Score Interprétation Lésions élémentaires
NT Non testé Sert à coter un allergène manquant dans une série
Négatif Absence de réaction
+ ? Douteux Erythème simple
+ Réaction positive faible Erythème et œdème
++ Réaction fortement positive Erythème, œdème et vésicule bien visibles
+++ Réaction violemment positive Erythème, œdème et vésicule coalescentes ou bulles
IR Réaction d’irritation Œdème absent, aspect fripé
  • Autres tests cutanés :

– Test ouvert (open test) : le produit est appliqué sur la peau de la face de flexion de l’avant bras sans occlusion, après vérification du PH. utile pour tester des produits professionnels dont l’effet irritant est inconnu,
– Test semi ouvert : même que le précédent mais celui-ci est recouvert après 20 minutes. Utile pur tester des produits dont la composition est inconnue (colles, peinture, résines…),
– Prick test : la peau est percée par une lancette et une goutte d’allergène est déposée sur la peau, la lecture se fait après 20 minutes .utile pour tester l’urticaire et les dermatites de contact.

- [Problèmes à résoudre]:
a. Énumérez les autres tests cutanés que le passage fourni décrit à la suite du tableau de cotation.
b. D'après le passage fourni, au bout de combien de temps le test semi ouvert est-il recouvert ?
c. Reprenez le texte sur les tests cutanés à la suite de sa dernière phrase.

- [Données extraites]:
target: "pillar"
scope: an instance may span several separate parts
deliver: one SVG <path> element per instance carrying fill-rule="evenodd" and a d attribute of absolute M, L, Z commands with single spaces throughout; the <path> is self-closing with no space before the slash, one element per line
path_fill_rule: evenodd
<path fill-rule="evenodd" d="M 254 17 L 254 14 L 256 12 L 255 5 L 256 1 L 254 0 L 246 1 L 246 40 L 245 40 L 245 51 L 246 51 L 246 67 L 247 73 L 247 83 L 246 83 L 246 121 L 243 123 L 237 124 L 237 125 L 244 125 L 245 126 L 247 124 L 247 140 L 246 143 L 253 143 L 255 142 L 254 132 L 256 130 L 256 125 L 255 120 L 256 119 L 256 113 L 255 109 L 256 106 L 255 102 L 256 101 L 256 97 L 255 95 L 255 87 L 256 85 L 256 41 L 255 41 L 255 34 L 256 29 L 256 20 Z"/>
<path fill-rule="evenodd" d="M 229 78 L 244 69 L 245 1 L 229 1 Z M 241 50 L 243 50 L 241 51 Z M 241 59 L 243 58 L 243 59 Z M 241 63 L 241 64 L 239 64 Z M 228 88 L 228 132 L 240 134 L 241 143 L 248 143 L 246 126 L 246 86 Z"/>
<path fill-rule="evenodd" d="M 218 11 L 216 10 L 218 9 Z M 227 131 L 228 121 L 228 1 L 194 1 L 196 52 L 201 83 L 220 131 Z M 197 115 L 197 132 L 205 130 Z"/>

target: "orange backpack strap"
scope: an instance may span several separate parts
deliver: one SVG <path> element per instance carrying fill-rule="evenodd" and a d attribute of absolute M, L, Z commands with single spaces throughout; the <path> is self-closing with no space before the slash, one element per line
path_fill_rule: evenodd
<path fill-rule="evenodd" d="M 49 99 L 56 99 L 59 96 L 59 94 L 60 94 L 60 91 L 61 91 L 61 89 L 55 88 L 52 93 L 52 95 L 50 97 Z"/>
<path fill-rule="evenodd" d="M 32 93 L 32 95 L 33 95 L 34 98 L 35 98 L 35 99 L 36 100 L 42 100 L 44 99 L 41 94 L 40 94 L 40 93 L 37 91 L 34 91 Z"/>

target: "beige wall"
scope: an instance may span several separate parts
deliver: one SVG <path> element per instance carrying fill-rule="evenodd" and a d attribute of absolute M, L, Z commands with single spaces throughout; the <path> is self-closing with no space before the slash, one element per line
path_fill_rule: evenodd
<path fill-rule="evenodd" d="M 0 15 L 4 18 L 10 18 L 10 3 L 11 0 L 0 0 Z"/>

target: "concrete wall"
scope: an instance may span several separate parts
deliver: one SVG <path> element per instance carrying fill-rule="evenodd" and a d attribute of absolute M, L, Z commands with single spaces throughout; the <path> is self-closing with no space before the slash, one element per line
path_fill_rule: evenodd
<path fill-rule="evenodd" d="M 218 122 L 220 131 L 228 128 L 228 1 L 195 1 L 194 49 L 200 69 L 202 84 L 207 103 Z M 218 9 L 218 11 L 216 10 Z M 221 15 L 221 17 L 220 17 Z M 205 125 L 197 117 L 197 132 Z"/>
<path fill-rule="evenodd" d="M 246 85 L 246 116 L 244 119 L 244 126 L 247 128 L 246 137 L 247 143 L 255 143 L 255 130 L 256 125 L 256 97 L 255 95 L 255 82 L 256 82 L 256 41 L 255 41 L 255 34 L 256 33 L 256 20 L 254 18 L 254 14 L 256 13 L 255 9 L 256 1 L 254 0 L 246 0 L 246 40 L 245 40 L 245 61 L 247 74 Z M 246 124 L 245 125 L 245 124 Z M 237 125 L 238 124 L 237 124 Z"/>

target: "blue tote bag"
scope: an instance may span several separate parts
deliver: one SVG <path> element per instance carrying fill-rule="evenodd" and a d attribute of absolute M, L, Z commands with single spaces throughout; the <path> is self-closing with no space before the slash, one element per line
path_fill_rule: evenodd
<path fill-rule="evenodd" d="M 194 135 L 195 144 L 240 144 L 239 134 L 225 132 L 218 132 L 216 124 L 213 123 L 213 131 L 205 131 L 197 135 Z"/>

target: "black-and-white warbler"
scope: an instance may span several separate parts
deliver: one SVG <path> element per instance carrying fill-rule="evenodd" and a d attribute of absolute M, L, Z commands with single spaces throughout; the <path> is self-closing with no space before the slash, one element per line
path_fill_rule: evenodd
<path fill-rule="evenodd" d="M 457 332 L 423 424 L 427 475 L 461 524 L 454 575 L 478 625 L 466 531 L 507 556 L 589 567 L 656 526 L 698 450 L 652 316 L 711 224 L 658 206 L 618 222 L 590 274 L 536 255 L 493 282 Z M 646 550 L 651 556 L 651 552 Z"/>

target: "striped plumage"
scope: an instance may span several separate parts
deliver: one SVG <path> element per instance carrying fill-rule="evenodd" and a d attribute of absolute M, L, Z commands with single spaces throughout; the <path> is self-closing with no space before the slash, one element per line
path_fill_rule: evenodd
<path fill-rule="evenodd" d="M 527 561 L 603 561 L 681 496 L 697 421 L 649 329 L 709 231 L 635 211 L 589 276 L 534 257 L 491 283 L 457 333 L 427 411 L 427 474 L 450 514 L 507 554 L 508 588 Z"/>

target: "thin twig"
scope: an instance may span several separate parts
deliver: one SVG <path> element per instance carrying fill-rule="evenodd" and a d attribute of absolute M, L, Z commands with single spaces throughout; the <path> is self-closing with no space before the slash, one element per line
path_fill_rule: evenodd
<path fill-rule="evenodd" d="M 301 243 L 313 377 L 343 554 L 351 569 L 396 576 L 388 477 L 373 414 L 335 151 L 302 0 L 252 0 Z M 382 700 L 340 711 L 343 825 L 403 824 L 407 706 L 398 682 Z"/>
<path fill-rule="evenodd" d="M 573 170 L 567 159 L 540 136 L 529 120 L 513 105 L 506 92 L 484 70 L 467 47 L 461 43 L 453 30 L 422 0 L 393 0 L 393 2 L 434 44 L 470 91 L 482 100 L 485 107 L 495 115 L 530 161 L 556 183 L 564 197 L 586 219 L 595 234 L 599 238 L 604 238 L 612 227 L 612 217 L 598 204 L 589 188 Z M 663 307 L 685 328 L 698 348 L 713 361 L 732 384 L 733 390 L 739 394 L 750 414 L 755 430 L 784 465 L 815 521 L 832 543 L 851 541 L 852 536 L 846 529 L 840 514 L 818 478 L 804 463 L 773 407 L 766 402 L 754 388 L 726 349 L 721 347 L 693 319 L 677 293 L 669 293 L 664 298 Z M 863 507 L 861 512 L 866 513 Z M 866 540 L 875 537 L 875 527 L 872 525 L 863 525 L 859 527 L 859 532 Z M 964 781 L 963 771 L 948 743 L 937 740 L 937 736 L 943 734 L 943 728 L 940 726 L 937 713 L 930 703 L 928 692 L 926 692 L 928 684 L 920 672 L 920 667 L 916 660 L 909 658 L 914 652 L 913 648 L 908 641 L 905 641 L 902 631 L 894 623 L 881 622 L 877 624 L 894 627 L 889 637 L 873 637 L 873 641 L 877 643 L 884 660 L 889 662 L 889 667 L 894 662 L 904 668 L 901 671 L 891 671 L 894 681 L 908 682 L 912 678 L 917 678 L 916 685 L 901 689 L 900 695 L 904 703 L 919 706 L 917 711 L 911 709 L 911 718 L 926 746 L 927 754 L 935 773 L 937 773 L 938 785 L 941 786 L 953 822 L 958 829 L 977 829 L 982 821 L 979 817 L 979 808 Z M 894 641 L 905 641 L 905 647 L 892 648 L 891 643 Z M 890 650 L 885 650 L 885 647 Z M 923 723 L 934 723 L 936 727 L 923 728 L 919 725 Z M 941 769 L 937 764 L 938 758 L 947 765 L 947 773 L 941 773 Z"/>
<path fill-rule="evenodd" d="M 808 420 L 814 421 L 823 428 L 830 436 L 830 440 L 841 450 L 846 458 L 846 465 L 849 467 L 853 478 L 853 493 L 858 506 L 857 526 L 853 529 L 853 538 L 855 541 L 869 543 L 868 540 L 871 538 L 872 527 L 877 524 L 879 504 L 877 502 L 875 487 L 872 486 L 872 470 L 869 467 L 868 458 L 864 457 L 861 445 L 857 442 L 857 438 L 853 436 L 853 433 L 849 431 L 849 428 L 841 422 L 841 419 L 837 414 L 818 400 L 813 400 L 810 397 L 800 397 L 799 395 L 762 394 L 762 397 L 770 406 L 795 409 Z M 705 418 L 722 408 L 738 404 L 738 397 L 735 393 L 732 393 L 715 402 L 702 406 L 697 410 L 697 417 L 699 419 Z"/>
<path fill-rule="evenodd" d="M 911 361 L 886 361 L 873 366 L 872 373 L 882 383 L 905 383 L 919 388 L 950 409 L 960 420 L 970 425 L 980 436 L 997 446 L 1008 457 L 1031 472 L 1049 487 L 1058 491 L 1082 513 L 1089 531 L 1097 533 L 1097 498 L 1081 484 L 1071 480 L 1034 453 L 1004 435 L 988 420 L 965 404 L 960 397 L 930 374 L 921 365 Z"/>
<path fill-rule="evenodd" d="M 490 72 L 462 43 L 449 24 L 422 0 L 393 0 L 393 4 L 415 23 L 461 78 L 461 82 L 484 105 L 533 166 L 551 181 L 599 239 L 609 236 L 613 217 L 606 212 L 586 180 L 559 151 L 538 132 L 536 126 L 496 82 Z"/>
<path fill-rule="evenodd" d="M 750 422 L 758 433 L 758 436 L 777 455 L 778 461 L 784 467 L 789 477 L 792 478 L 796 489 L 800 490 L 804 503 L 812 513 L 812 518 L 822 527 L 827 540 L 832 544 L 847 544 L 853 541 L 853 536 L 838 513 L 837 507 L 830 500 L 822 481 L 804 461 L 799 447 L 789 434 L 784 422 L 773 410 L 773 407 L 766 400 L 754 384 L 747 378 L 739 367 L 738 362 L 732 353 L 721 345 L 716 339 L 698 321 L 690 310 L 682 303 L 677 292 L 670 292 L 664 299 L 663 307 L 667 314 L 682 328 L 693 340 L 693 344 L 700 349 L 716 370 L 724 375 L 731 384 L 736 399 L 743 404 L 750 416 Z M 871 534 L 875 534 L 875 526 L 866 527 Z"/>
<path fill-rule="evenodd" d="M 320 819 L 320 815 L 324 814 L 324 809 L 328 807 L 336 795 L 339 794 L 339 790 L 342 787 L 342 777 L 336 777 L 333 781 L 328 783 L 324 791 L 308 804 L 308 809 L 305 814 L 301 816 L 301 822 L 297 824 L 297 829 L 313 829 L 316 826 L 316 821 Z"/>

- [Réponses attendues]:
a. Test ouvert (open test), test semi ouvert, prick test

b. Il est recouvert après 20 minutes.

c.
VII- Prévention :

A- Prévention technique :

1- Prévention collective :

  • Réduire le contact des travailleurs avec les produits irritants ou allergisants,
  • Substituer ou remplacer certaines molécules chimiques,
  • Employer des procédés en circuit fermé,
  • Automatisation de certaines opérations,
  • Préconiser une bonne ventilation et une bonne aspiration locale,
  • Il faut multiplier les visites et les études de poste afin d’identifier les gestes et les substances à risque.

2- Prévention individuelle :

Apprentissage des gestes professionnels corrects :

  • Eviter de se rincer les mains dans les solvants cas fréquent chez les garagistes,
  • Eviter de plonger constamment les mains dans un produit caustique (détergents),
  • Favoriser le lavage des mains à proximité de la tache professionnelle,
  • Hydrater et assouplir les mains après le travail par des crèmes protectrices.

B- Prévention médicale :

1- Visite d’embauche : on écartera les sujets présentant des antécédents de dermatite atopique des postes exposant au contact avec des substances connues pour leur pouvoir allergisant mais aussi irritant en raison de la vulnérabilité de la peau.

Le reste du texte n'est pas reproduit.